Dataset records.
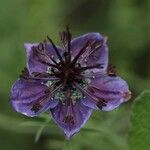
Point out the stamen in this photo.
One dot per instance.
(56, 50)
(80, 53)
(111, 70)
(39, 104)
(89, 67)
(100, 102)
(25, 74)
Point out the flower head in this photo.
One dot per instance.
(68, 82)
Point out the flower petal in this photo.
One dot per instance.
(110, 92)
(33, 61)
(91, 56)
(29, 98)
(79, 113)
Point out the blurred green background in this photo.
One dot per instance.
(127, 25)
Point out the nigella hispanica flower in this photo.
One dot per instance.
(68, 82)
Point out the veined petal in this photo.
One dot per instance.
(71, 118)
(34, 59)
(109, 93)
(30, 98)
(92, 55)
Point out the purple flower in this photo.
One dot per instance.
(68, 82)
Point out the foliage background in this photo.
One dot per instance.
(127, 25)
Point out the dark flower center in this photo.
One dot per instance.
(66, 76)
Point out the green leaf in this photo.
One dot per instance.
(139, 133)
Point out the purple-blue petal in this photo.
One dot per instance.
(26, 95)
(33, 63)
(112, 89)
(98, 56)
(80, 112)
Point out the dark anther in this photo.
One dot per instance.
(111, 70)
(101, 103)
(52, 70)
(80, 52)
(89, 67)
(69, 119)
(95, 44)
(41, 46)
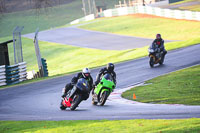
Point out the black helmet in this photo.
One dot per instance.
(158, 36)
(110, 67)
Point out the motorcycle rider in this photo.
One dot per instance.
(158, 45)
(108, 69)
(84, 74)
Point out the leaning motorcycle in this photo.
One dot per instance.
(103, 90)
(155, 57)
(78, 93)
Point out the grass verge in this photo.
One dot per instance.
(45, 18)
(99, 126)
(180, 87)
(147, 26)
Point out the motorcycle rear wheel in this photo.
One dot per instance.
(151, 62)
(161, 61)
(103, 98)
(93, 101)
(76, 101)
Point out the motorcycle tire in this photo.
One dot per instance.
(151, 62)
(103, 98)
(76, 101)
(161, 61)
(93, 101)
(62, 107)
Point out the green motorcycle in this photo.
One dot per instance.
(103, 90)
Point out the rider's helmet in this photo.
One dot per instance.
(86, 72)
(158, 36)
(110, 67)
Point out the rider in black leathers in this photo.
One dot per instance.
(158, 45)
(84, 74)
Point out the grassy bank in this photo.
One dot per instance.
(180, 87)
(63, 59)
(99, 126)
(193, 7)
(147, 26)
(45, 18)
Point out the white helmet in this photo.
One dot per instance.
(86, 72)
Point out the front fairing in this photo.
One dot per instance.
(106, 83)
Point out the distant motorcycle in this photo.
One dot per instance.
(79, 92)
(155, 57)
(103, 90)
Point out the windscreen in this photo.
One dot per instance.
(83, 84)
(108, 77)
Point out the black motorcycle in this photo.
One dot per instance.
(155, 57)
(78, 93)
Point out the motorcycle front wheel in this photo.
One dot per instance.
(103, 97)
(62, 107)
(76, 101)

Task objective. Set down every line of the records above word for word, omitting the pictures.

Answer to this problem.
Point out the stamen in this photo.
One dot per instance.
(56, 50)
(80, 53)
(111, 70)
(39, 104)
(89, 67)
(100, 102)
(25, 74)
Point out the flower head in this photo.
One dot per instance.
(68, 82)
Point out the flower petal in this photo.
One dot per instance.
(110, 92)
(33, 61)
(91, 56)
(29, 98)
(79, 113)
Point out the blurred green background in this photo.
One dot per instance.
(127, 25)
Point out the nigella hispanica flower in this photo.
One dot per instance.
(68, 82)
Point out the veined petal in this photo.
One dot per instance.
(71, 118)
(34, 59)
(109, 93)
(30, 98)
(92, 55)
Point out the purple flower in this photo.
One dot per instance.
(68, 82)
Point out the foliage background in this photo.
One dot per instance.
(127, 25)
Point out the dark flower center in this photo.
One dot per instance.
(66, 76)
Point out the green leaf in this photo.
One dot per instance.
(139, 133)
Point out the purple-blue petal in this photo.
One dot per instance.
(26, 95)
(33, 63)
(112, 89)
(98, 56)
(80, 112)
Point out the dark anther in this photo.
One dot per instance.
(111, 70)
(101, 103)
(52, 70)
(80, 52)
(89, 67)
(69, 119)
(95, 44)
(41, 46)
Point out the black helmet in this photo.
One dot per instance.
(158, 36)
(110, 67)
Point out the motorcycle rider in this photo.
One dot per instance.
(158, 45)
(108, 69)
(84, 74)
Point out the leaning motorcycle in this photo.
One dot per instance.
(103, 90)
(155, 57)
(78, 93)
Point out the grass verge in this photo.
One dot per instance.
(45, 18)
(99, 126)
(180, 87)
(147, 26)
Point out the motorcycle rear wheel in this photo.
One dot per instance.
(151, 62)
(161, 61)
(103, 98)
(93, 101)
(76, 101)
Point out the motorcycle tire in this photo.
One dot per instance.
(151, 62)
(103, 98)
(76, 101)
(161, 61)
(93, 101)
(62, 107)
Point out the green motorcycle in this photo.
One dot per instance.
(103, 90)
Point out the rider's helmet in this photo.
One dot per instance.
(86, 72)
(158, 36)
(110, 67)
Point out the rider in black leathers in this photo.
One dot per instance.
(158, 45)
(84, 74)
Point out the grassy bank in this photo.
One dot per instance.
(180, 87)
(63, 59)
(99, 126)
(193, 7)
(147, 26)
(45, 18)
Point out the white helmet in this photo.
One dot per instance.
(86, 72)
Point out the front fairing in this photo.
One dot per instance.
(106, 83)
Point out the distant motorcycle in this photo.
One dot per instance.
(79, 92)
(155, 57)
(103, 90)
Point out the windscreen in this photo.
One dot per instance.
(83, 84)
(108, 77)
Point out the black motorcycle in this photo.
One dot per instance.
(155, 57)
(78, 93)
Point out the motorcycle front wheel in this photo.
One dot per instance.
(103, 97)
(62, 107)
(76, 101)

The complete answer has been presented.